● ACTIONS TO TAKE
1. Reproduce the Baltimore arrests passage from "As someone with" up to and including "Likely outcome: ignored.", substituting "range partners" for "shooting buddies".
2. According to the Baltimore arrests passage, how many hours were Aaron Stoner and Robert Lowery locked up?

The named plaintiffs in the case included Tyrone Braxton and Evan Howard, two friends who spent 36 and 54 hours behind bars, respectively, after police accused them of loitering and impeding traffic; Donald Wilson, who was strip-searched and held for five hours, although he was never told what crime he had supposedly committed; and Aaron Stoner and Robert Lowery, two visitors from Pennsylvania who were arrested for failure to obey an order to stop loitering, strip-searched and locked up for 17 hours. "For innocent victims of these arrest practices," the lawsuit observed, "being unlawfully arrested can be a life-changing event."
Under a settlement reached in 2010, the Baltimore Police Department (BPD) agreed to change performance evaluation policies that encouraged false arrests and introduce safeguards aimed at ensuring that cops have probable cause when they take people into custody. Two years later, the ACLU complained that the BPD was "failing to comply" with the agreement. It noted that "BPD officers did not or could not justify arrests for quality of life offenses in at least 35 percent of the cases examined" by an independent auditor.
As demonstrated by Austin cops who arrest activists for recording police encounters and New York cops who arrest pot smokers for publicly displaying marijuana after tricking them into revealing it, this problem is not limited to Baltimore. But given the city's history of hassling young black men for imaginary offenses, it is not hard to understand why Freddie Gray ran when he saw the cops.
Question. Is having a weapon (even a legal knife) a violation of his parole/probation?
If not, why not?
WTH? So my Gerber multi-tool which includes pliers, knife, can opener, and corkscrew, is illegal? I am so not visiting Baltimore.
“Baltimore has a history of such trumped-up charges.”
Police get paid NOTHING for arrests. Police get paid NOTHING for getting into fights with people that may well hurt them. Police get paid NOTHING for being in intense situations.
If a cop drives around for seven hours and never speaks to a civilian once, he gets paid the same as one that makes three arrest and has two fist fights.
As someone with several retired cops as good shooting buddies, allow me to tell you how it ACTUALLY works.
All patrol officers start with some kind of meeting. It’s referred to by different names in different police departments, but we’ll just use ‘morning briefing’ for this discussion.
Morning briefing 1 “We’re getting a lot of calls from citizens in (such and such street) complaining about crack dealers standing right in the middle of the street dealing.” Likely outcome: ignored.
Morning briefing a few days later “Dang it I still have these citizens calling in about the dealers on (such and such street). Likely outcome: also ignored.
Morning briefing a week or so later “Dammit, if somebody doesn’t do something to get those pain in the butt citizens off my neck about the dealers on (such and such street), I’m going to start coming up with some real crappy assignments for some of the people in this room.” Result - police show up in force.

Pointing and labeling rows
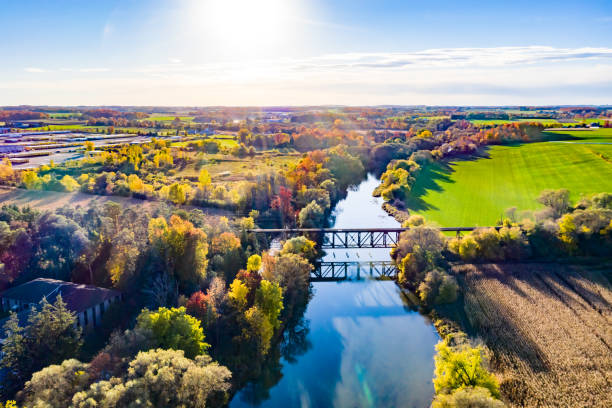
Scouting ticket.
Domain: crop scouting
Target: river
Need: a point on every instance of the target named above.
(365, 346)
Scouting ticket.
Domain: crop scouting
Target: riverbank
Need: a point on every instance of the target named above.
(519, 311)
(361, 343)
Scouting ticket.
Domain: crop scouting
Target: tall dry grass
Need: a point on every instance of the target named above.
(549, 328)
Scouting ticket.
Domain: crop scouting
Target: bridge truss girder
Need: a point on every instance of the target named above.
(360, 239)
(336, 271)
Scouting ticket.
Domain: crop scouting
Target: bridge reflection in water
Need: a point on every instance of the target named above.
(339, 271)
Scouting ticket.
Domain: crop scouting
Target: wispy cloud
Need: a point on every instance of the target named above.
(504, 75)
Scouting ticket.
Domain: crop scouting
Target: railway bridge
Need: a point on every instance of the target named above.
(351, 238)
(332, 238)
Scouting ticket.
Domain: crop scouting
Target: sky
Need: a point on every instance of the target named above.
(305, 52)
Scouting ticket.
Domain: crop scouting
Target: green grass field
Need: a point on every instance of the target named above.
(477, 192)
(483, 122)
(169, 118)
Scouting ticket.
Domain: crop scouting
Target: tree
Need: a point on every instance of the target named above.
(60, 242)
(311, 216)
(438, 287)
(69, 184)
(469, 397)
(204, 179)
(175, 329)
(30, 180)
(178, 193)
(254, 263)
(300, 246)
(238, 293)
(161, 378)
(198, 305)
(183, 249)
(269, 298)
(6, 170)
(55, 385)
(50, 337)
(258, 328)
(292, 273)
(461, 367)
(556, 200)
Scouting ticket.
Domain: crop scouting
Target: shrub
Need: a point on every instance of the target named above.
(469, 397)
(438, 287)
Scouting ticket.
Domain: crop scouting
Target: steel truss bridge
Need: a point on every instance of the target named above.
(347, 238)
(337, 271)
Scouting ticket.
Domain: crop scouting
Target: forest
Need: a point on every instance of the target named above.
(214, 306)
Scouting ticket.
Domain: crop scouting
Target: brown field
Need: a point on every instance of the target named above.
(549, 328)
(51, 200)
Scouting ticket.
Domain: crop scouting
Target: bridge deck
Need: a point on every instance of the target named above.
(331, 230)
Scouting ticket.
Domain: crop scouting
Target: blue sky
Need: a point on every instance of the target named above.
(297, 52)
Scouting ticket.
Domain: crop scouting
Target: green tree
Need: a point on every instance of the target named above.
(556, 200)
(50, 337)
(311, 216)
(174, 328)
(161, 378)
(438, 287)
(470, 397)
(300, 246)
(258, 328)
(238, 293)
(204, 179)
(69, 183)
(460, 367)
(254, 263)
(269, 298)
(182, 247)
(55, 385)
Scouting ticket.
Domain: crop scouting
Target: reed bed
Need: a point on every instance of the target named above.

● COMPLETE ANSWERS
1.
As someone with several retired cops as good range partners, allow me to tell you how it ACTUALLY works.
All patrol officers start with some kind of meeting. It’s referred to by different names in different police departments, but we’ll just use ‘morning briefing’ for this discussion.
Morning briefing 1 “We’re getting a lot of calls from citizens in (such and such street) complaining about crack dealers standing right in the middle of the street dealing.” Likely outcome: ignored.

2. 17 hours.